### Written problem
Output all lines exactly.

Rows of box annotation data:
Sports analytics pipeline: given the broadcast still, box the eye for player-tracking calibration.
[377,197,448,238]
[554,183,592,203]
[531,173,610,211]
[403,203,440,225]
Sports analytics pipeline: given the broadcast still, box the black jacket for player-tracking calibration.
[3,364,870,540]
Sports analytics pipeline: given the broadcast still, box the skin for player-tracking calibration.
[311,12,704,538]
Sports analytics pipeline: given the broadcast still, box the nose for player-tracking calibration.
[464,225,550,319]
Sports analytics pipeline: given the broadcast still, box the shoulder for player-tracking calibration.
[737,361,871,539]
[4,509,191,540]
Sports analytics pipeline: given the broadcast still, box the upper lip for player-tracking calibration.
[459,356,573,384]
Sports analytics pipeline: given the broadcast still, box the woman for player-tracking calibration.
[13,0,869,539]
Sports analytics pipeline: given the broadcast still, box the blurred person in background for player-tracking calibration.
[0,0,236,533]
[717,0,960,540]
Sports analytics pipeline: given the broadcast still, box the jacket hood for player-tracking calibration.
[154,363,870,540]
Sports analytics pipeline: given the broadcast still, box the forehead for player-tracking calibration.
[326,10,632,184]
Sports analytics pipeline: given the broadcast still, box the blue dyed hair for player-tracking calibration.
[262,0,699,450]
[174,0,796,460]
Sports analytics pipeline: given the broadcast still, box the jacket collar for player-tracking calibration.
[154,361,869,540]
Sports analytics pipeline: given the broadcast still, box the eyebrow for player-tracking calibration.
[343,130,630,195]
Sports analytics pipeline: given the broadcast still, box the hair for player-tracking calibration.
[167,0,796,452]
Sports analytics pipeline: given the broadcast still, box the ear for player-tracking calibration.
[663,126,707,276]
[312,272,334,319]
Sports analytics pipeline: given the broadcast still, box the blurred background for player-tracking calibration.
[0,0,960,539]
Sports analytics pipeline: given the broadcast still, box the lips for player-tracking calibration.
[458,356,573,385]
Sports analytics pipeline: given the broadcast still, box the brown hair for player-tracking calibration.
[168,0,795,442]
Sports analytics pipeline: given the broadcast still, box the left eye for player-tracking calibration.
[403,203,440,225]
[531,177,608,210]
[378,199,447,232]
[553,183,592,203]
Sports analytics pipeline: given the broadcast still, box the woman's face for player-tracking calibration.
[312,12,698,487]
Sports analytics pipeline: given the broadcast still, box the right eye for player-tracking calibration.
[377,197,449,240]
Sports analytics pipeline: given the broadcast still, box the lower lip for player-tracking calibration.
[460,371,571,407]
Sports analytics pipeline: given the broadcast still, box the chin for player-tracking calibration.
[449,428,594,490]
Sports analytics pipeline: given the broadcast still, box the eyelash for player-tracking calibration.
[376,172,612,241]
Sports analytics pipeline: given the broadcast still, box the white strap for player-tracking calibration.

### Final result
Sports analytics pipeline: given the broadcast still, box the eye for player-tracking calibration.
[377,197,448,238]
[554,183,592,203]
[531,173,610,211]
[403,203,440,225]
Sports analytics pipeline: given the broadcast still, box the black jacket for player-tracking calibration.
[3,364,870,540]
Sports analytics pipeline: given the broadcast still, box the skin for player-tracking calibration.
[311,12,704,538]
Sports analytics pipeline: given the broadcast still, box the nose for player-tracking calibration.
[464,225,550,319]
Sports analytics pipeline: given the broadcast still, box the shoulder for player-tracking calibration.
[737,361,871,539]
[4,509,191,540]
Sports analytics pipeline: given the broadcast still, box the upper lip for player-tracking calibration.
[459,356,573,384]
Sports analytics pipeline: given the broadcast still, box the woman for player-tracking calibration.
[13,0,869,539]
Sports analytics pipeline: given the broadcast still, box the blurred person in background for player-tracking calibration.
[0,0,236,533]
[717,0,960,540]
Sports analytics pipeline: given the broadcast still, box the jacket hood for player-tracking calibration.
[154,363,870,540]
Sports analytics pipeline: given the broadcast still, box the forehead for player-tracking calibration.
[326,10,632,184]
Sports analytics pipeline: given the broadcast still, box the blue dyed hair for player-tracking calibration.
[262,0,699,450]
[174,0,796,460]
Sports analytics pipeline: given the broadcast still, box the jacket collar for player-tracking calibration.
[154,361,869,540]
Sports analytics pipeline: given the broadcast still, box the eyebrow for player-tracking calibration.
[343,130,630,195]
Sports analytics pipeline: given the broadcast still, box the hair for player-tracking calibration.
[167,0,796,452]
Sports analytics pipeline: given the broadcast still, box the ear for player-tracking calibration.
[663,126,707,276]
[312,272,334,319]
Sports analytics pipeline: given the broadcast still, box the blurred background for player-tracking calibration.
[0,0,960,539]
Sports analytics pipeline: given the broadcast still, box the lips for player-tracking calibration.
[458,356,573,385]
Sports analytics pipeline: given the broadcast still, box the brown hair for player-tracking calibration.
[168,0,795,442]
Sports analytics pipeline: given the broadcast still, box the left eye for player-tracking calibration.
[403,203,440,225]
[531,177,608,210]
[378,199,447,232]
[553,183,592,203]
Sports analytics pipeline: given the broadcast still, box the woman's face for player-tracking calibration.
[312,12,698,487]
Sports analytics pipeline: given the broadcast still, box the right eye for player-tracking calibration.
[377,197,449,240]
Sports analytics pipeline: given the broadcast still, box the lower lip for player-tracking calibration.
[460,371,571,407]
Sports analytics pipeline: given the broadcast still, box the chin for player-tracking calibration.
[449,428,594,490]
Sports analytics pipeline: given the broadcast still, box the eyelash for player-tracking calibration.
[376,172,612,241]
Sports analytics pipeline: given the broadcast still, box the white strap for player-tracking calibration.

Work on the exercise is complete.